▸ **What is being asked**
The data must be returned exactly. No line may be left out.

BEGIN

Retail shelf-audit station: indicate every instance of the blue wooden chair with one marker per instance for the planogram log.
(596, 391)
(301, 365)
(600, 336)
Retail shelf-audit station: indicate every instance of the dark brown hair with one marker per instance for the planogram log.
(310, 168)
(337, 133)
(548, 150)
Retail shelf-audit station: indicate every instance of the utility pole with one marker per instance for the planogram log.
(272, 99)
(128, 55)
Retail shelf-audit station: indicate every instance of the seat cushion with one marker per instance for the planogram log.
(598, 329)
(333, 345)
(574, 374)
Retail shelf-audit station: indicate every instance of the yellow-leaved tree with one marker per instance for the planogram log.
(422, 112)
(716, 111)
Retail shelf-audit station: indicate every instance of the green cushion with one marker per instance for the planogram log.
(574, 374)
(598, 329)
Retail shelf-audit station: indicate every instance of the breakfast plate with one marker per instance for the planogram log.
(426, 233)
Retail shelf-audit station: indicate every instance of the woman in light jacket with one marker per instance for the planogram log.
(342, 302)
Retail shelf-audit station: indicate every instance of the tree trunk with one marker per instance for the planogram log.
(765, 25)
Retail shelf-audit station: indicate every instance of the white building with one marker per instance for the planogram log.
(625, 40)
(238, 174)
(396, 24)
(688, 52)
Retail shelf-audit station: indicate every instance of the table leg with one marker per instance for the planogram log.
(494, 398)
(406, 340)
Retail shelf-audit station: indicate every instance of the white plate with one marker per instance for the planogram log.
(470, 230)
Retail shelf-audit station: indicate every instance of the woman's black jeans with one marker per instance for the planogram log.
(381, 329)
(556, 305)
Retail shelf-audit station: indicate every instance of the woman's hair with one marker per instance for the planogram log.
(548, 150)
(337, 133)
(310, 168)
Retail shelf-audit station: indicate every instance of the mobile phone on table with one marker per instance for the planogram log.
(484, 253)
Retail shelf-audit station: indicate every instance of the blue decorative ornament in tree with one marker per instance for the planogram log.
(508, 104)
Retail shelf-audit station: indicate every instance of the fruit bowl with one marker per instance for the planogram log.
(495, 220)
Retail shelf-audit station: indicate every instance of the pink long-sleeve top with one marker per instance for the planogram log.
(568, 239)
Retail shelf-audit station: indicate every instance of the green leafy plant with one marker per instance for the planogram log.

END

▸ **Output for this exercise**
Retail shelf-audit station: indicate every instance of the blue wooden chair with one marker per instance for the planogram log.
(596, 391)
(301, 365)
(600, 336)
Retail shelf-audit station: indicate every instance of the dark brown hair with one marker per instance for the planogram log.
(310, 168)
(337, 133)
(548, 150)
Retail shelf-audit station: indicate every instance of the utility pole with one marker per instance for the planogram log.
(272, 99)
(128, 55)
Retail shelf-audit station: indicate every instance of the seat cushion with one marker per instance for the planogram log.
(598, 329)
(333, 345)
(574, 374)
Retail shelf-audit station: indicate every instance of the yellow-leaved tree with one marker per instance for the planogram log.
(422, 112)
(716, 111)
Retail shelf-audit station: indicate every instance of the green cushion with one marker per instance for the planogram log.
(574, 374)
(598, 329)
Retail shelf-audit station: indicate every instance of the breakfast plate with one marker per instance for the planogram log.
(426, 233)
Retail shelf-audit station: indicate every instance of the woman in light jacket with one marker per instance for the planogram log.
(342, 302)
Retail shelf-audit station: indicate every instance of the tree trunk with one marker per instance for the planogram log.
(765, 25)
Retail shelf-audit station: indicate every instance of the white building with one marker per instance for the planogram log.
(625, 40)
(238, 174)
(396, 24)
(688, 52)
Retail shelf-audit station: indicate every instance of the table leg with one marker per instance for the planogram log.
(494, 398)
(406, 340)
Retail shelf-audit station: indicate every instance of the white plate with one marker per instance for the planogram log.
(470, 230)
Retail shelf-audit station: indicate every instance of the woman's black jeans with one marker per instance for the planogram log.
(381, 329)
(556, 305)
Retail shelf-audit station: indicate every instance of the woman's hair with one marker per instance for the planogram log.
(548, 150)
(337, 133)
(310, 168)
Retail shelf-audit station: indicate every instance of the mobile phone on table with one marker per instance for the planogram log.
(484, 253)
Retail shelf-audit station: indicate every instance of the blue decorative ornament in tree with one marker per instance for the planogram log.
(508, 104)
Retail shelf-audit station: indicate every instance of the fruit bowl with one marker per instance for the planogram log.
(495, 220)
Retail shelf-audit station: indicate every instance of the pink long-sleeve top with one marker per instance for the planogram log.
(568, 239)
Retail shelf-audit station: indicate every instance of the green leafy plant with one marker per instance for the planogram log.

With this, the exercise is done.